[Natural-language object grounding data]
_ _ _ _ _

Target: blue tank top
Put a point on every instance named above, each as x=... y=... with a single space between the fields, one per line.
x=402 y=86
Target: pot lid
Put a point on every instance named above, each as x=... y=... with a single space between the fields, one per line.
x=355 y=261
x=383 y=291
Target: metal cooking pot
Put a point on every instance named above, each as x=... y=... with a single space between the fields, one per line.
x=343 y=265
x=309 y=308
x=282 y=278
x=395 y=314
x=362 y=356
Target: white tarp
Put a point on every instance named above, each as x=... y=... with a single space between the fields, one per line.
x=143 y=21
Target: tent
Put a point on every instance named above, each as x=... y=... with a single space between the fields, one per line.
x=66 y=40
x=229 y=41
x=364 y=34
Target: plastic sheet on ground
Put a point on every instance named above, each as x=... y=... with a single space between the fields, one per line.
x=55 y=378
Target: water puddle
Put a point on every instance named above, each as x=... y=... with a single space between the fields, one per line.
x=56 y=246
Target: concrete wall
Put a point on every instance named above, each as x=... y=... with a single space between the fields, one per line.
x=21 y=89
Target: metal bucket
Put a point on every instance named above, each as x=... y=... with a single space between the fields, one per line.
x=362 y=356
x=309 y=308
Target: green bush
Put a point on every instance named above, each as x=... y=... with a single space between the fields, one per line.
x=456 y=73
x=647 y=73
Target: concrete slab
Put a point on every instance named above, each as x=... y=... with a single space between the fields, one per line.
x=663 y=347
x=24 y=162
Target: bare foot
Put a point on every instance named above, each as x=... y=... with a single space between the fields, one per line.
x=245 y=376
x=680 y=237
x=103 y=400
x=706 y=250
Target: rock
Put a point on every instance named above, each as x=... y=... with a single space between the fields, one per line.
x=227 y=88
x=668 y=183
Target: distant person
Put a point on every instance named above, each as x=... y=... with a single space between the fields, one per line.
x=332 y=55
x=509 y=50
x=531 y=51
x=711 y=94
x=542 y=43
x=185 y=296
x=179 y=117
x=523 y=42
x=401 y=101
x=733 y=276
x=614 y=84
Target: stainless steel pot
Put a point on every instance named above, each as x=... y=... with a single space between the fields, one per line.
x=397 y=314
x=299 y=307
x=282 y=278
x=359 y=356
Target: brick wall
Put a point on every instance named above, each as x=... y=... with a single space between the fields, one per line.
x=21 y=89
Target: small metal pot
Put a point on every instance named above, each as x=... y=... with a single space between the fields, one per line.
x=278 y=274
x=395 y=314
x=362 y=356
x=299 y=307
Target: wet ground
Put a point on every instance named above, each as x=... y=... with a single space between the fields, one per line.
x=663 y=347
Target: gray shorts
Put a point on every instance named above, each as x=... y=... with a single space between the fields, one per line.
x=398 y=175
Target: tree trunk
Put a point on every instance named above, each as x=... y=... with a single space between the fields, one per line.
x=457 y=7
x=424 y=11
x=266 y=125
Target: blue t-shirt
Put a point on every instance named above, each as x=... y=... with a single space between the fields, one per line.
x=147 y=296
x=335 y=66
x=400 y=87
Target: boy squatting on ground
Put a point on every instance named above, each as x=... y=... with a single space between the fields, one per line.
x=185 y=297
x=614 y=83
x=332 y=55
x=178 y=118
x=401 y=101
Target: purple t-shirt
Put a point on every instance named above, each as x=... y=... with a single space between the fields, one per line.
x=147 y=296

_ _ _ _ _

Exercise prompt = Copy all lines of the records that have the string "metal" in them.

Your solution =
Target: metal cooking pot
Target: metal bucket
Target: small metal pot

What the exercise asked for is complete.